# WHAT TO DO:
Add -147 to every x and y coordinate in the answers within the part of the entries below that opens with the line containing "Each instance of the wheel" and runs through the end of the entries. Write out that whole part again, requests included, and leave the coordinates in the requests' format samples unchanged.

Image object location entries:
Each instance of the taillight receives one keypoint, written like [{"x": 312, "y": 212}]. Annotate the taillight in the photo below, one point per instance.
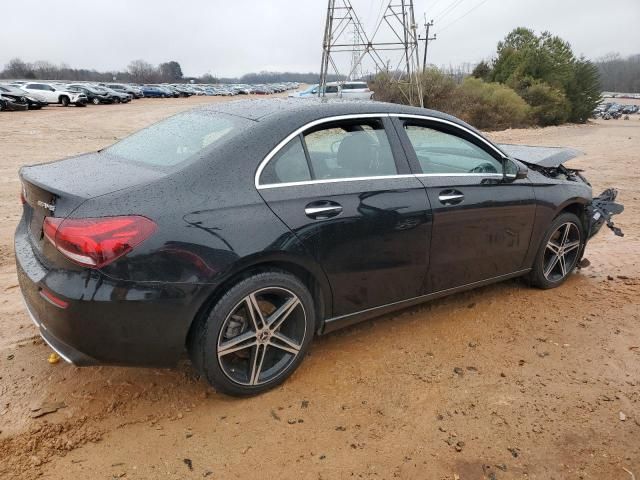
[{"x": 96, "y": 242}]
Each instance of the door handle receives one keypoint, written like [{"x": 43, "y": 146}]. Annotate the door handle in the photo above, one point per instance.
[
  {"x": 451, "y": 197},
  {"x": 322, "y": 210}
]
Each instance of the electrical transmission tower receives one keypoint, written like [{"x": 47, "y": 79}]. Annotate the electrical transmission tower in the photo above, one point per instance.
[
  {"x": 397, "y": 22},
  {"x": 355, "y": 71}
]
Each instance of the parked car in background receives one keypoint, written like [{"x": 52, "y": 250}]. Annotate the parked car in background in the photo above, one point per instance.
[
  {"x": 94, "y": 96},
  {"x": 135, "y": 92},
  {"x": 57, "y": 94},
  {"x": 355, "y": 91},
  {"x": 153, "y": 92},
  {"x": 33, "y": 100},
  {"x": 12, "y": 104},
  {"x": 117, "y": 97}
]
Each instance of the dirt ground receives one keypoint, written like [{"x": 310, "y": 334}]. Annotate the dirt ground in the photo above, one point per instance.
[{"x": 503, "y": 382}]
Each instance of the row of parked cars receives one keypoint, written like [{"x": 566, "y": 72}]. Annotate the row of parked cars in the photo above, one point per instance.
[
  {"x": 614, "y": 110},
  {"x": 356, "y": 90},
  {"x": 31, "y": 95}
]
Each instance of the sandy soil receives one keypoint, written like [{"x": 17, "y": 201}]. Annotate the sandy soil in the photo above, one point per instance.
[{"x": 502, "y": 382}]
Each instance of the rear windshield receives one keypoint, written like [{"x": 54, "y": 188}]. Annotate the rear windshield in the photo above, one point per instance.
[{"x": 174, "y": 140}]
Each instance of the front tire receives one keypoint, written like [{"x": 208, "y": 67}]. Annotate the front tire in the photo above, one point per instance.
[
  {"x": 256, "y": 335},
  {"x": 559, "y": 252}
]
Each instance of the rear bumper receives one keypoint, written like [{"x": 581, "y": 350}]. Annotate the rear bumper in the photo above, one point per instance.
[{"x": 106, "y": 321}]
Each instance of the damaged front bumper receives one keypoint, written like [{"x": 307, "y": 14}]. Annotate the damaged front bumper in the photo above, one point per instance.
[{"x": 600, "y": 211}]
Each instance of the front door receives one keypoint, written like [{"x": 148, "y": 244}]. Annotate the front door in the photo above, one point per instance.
[
  {"x": 481, "y": 224},
  {"x": 344, "y": 188}
]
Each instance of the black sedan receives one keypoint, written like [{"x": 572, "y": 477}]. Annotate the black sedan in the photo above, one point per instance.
[
  {"x": 21, "y": 98},
  {"x": 242, "y": 230},
  {"x": 13, "y": 104},
  {"x": 94, "y": 96}
]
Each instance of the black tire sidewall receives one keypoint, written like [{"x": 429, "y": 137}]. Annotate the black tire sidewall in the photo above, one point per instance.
[
  {"x": 537, "y": 276},
  {"x": 206, "y": 340}
]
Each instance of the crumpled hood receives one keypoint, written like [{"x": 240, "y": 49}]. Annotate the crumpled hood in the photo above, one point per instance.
[{"x": 547, "y": 157}]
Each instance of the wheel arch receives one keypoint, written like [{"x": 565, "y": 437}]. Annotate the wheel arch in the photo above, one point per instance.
[
  {"x": 577, "y": 206},
  {"x": 306, "y": 271}
]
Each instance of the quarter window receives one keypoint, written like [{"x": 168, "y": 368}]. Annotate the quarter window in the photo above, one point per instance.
[
  {"x": 289, "y": 165},
  {"x": 443, "y": 153}
]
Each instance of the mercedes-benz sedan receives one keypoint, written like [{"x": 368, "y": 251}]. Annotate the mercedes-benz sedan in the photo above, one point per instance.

# OUTPUT FOR THIS TASK:
Each instance of the wheel arch receives one keypoint, written like [{"x": 565, "y": 437}]. Annotate the wheel arch in the photo above, one point per instance.
[
  {"x": 430, "y": 59},
  {"x": 159, "y": 124}
]
Each instance of the quarter window receives one keypoint, written like [{"x": 168, "y": 368}]. Annotate the quarter window in the photo above, one point per instance.
[
  {"x": 142, "y": 18},
  {"x": 296, "y": 6}
]
Each instance of the mercedes-benz sedan receives one keypoint, written like [{"x": 368, "y": 251}]. Annotate the mercedes-benz sedan in the photo above, one point per instance.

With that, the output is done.